▶ _WHAT TO DO_
Arrange every line of the listing below as a numbered list, leaving out any blank lines.

▶ _Position identification listing_
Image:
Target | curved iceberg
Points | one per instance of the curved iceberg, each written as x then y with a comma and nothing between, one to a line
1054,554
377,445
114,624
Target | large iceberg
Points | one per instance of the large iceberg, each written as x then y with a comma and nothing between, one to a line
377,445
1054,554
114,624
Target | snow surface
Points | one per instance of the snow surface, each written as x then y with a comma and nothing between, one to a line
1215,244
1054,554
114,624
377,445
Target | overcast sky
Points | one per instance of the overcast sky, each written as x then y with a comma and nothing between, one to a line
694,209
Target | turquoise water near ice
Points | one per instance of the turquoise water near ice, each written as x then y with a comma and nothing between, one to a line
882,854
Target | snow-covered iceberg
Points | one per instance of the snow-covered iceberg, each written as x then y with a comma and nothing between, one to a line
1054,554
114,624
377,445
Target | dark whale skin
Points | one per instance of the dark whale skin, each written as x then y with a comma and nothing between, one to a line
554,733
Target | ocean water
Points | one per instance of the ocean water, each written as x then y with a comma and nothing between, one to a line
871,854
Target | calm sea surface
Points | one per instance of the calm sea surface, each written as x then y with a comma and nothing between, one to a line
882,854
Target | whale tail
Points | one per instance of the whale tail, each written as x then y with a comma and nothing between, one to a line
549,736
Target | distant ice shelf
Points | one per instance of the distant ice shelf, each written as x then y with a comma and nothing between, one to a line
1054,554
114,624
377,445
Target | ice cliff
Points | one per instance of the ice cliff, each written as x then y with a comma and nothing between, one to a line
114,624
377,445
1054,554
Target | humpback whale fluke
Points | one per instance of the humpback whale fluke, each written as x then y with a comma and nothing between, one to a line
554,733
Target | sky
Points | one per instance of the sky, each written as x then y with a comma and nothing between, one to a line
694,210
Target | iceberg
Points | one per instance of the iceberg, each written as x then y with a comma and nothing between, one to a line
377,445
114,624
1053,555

▶ _EXERCISE SOLUTION_
1. Image:
2. Target | curved iceberg
3. Points | one per instance of the curved iceberg, each written as x then y with a comma and nothing between, one to a line
4. 1054,554
5. 377,445
6. 114,624
7. Target | large iceberg
8. Points | one per instance of the large iceberg, each written as x then y with a comma and nothing between, one to a line
9. 377,445
10. 1054,554
11. 114,624
12. Target | snow surface
13. Points | one per instance of the snow surface, each written as x then y with a comma and nothing between, one to a line
14. 1215,244
15. 1054,554
16. 114,624
17. 377,445
18. Target | overcast sky
19. Points | one per instance of the overcast sky, each written as x then y with a comma and nothing between, one to a line
20. 694,209
21. Target | turquoise water near ice
22. Points | one per instance of the turquoise water near ice, each written as x then y with a comma and nothing between, one to a line
23. 882,854
24. Target | snow-covered iceberg
25. Points | one per instance of the snow-covered iceberg, each written as x then y with a comma and nothing between, one to a line
26. 1054,554
27. 114,624
28. 377,445
29. Target | dark whale skin
30. Points | one per instance of the dark whale skin, each written as x then y with a comma and nothing between, one to a line
31. 554,733
32. Target | ocean water
33. Points | one per instance of the ocean water, each written as x then y with a comma and nothing between, one to a line
34. 871,854
35. Target | calm sea surface
36. Points | one per instance of the calm sea surface, each written as x then y with a comma and nothing between, one to a line
37. 882,854
38. Target | whale tail
39. Points | one per instance of the whale tail, each written as x then y with a comma and nothing between, one to a line
40. 549,736
41. Target | distant ice shelf
42. Points | one per instance of the distant ice shelf, each written as x then y with a comma and nothing between, one to a line
43. 1054,554
44. 114,624
45. 377,445
46. Target | ice cliff
47. Points | one per instance of the ice cliff, each written as x then y with a comma and nothing between, one to a line
48. 114,624
49. 377,445
50. 1054,554
51. Target | humpback whale fluke
52. Points | one per instance of the humpback whale fluke, each written as x then y with a comma and nothing between, one to a line
53. 554,733
54. Target | sky
55. Points | one per instance of the sky, each written as x then y with a comma and nothing between, one to a line
56. 694,210
57. Target | iceberg
58. Points | one per instance of the iceberg, each written as x then y with a comma and nothing between, one to a line
59. 377,445
60. 114,624
61. 1053,555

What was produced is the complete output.